» Passage to read:
▬▬▬▬▬▬▬▬▬▬

Casino Ready to Seal Debt Deal After €1.3 Billion Loss

Casino Guichard Perrachon SA is moving close to sealing a restructuring deal with creditors on Thursday after reporting an underlying net loss of €1.3 billion ($1.5 billion) in the first half of the year.

(Bloomberg) — Casino Guichard Perrachon SA is moving close to sealing a restructuring deal with creditors on Thursday after reporting an underlying net loss of €1.3 billion ($1.5 billion) in the first half of the year. 

The grocer is expecting to reach an agreement in principle by the end of the day, Chief Financial Officer David Lubek said in a call with reporters on Thursday. 

The troubled French grocer is seeking to win enough support for an offer presented by Czech billionaire Daniel Kretinsky and partner Fimalac to recapitalize the business and cut debt by more than half. The deal — which has already received the the backing of secured creditors including Attestor Capital, Davidson Kempner Capital Management and Farallon Capital Management — would see Kretinsky and Fimalac take a controlling stake in the firm.

▬▬▬▬▬▬▬▬▬▬

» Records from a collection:
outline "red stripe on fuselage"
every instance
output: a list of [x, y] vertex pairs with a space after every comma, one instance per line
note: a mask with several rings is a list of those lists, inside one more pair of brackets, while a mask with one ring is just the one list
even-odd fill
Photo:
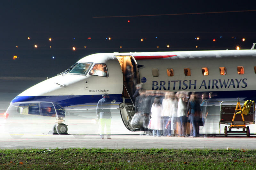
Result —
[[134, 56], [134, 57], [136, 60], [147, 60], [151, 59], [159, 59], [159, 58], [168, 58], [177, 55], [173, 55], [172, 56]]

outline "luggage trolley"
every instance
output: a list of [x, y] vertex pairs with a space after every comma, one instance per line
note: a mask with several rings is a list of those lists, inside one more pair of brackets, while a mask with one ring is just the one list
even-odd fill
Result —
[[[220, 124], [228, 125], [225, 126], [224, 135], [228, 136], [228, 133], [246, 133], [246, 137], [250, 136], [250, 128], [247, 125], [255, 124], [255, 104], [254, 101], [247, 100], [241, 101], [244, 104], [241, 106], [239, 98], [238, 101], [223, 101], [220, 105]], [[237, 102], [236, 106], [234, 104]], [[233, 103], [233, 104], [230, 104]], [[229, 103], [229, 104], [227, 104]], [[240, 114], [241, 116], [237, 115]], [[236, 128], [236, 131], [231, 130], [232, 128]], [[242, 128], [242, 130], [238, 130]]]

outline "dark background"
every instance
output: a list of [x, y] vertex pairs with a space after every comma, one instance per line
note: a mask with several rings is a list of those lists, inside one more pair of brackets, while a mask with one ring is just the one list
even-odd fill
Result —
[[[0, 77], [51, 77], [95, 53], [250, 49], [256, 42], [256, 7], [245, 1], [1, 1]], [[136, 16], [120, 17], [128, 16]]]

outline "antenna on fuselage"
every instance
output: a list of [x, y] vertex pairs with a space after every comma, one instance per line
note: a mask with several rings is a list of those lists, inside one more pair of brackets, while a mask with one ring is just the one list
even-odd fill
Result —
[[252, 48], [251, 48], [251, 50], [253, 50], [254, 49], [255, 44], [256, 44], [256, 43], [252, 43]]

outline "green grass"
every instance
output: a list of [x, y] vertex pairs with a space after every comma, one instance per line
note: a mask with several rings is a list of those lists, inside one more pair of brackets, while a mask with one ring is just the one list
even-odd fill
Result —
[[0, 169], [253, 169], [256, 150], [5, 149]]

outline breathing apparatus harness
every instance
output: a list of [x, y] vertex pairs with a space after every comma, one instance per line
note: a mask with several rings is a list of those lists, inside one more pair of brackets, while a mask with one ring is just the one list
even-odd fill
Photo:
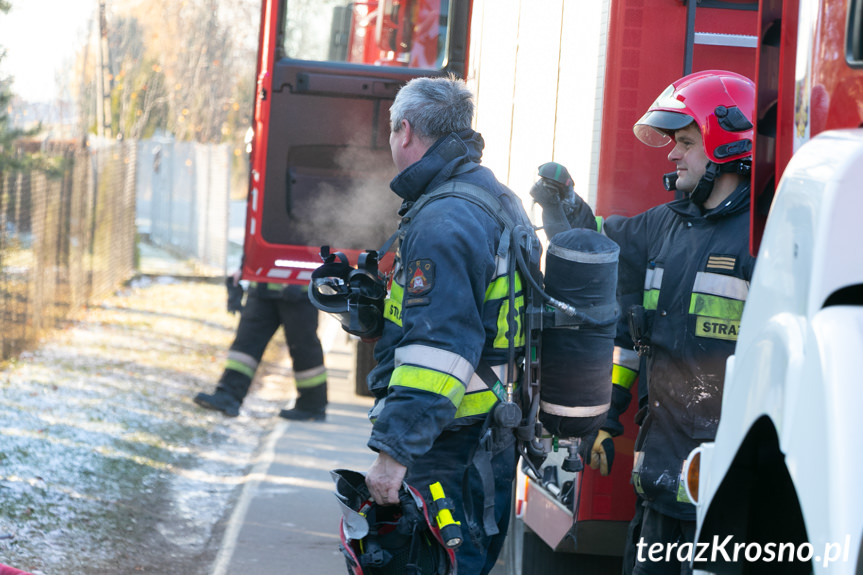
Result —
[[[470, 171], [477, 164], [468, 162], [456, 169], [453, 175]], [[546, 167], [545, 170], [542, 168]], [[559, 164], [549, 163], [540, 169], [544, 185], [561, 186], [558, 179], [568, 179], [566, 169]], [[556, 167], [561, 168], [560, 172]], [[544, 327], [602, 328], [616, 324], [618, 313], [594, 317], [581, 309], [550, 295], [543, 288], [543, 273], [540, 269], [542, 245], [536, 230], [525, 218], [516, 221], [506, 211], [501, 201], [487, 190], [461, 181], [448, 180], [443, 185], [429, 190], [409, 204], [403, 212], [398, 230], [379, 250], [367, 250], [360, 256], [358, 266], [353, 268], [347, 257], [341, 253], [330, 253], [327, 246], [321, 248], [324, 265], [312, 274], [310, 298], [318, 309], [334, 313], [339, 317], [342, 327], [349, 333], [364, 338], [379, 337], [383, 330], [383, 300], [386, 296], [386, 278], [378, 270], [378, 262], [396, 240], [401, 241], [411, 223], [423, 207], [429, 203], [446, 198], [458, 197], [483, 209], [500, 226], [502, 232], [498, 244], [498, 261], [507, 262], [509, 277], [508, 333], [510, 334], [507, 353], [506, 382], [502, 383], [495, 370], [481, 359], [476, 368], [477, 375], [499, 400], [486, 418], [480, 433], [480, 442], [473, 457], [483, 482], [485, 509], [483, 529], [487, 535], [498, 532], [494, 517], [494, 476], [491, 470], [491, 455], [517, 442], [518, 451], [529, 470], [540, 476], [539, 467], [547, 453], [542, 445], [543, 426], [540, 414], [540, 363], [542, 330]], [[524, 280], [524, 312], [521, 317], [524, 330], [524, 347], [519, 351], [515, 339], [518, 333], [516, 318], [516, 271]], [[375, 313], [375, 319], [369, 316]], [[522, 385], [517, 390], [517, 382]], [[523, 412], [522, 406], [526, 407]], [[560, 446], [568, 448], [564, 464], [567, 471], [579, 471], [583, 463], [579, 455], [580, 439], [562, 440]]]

▬▬▬▬▬▬▬▬▬▬

» What is expected: From the article on Casino's debt deal, transcribe the part that opens with the words containing "Casino Ready to" and closes with "reporters on Thursday.". The records have no connection to the article.

» Solution below:
Casino Ready to Seal Debt Deal After €1.3 Billion Loss

Casino Guichard Perrachon SA is moving close to sealing a restructuring deal with creditors on Thursday after reporting an underlying net loss of €1.3 billion ($1.5 billion) in the first half of the year.

(Bloomberg) — Casino Guichard Perrachon SA is moving close to sealing a restructuring deal with creditors on Thursday after reporting an underlying net loss of €1.3 billion ($1.5 billion) in the first half of the year. 

The grocer is expecting to reach an agreement in principle by the end of the day, Chief Financial Officer David Lubek said in a call with reporters on Thursday.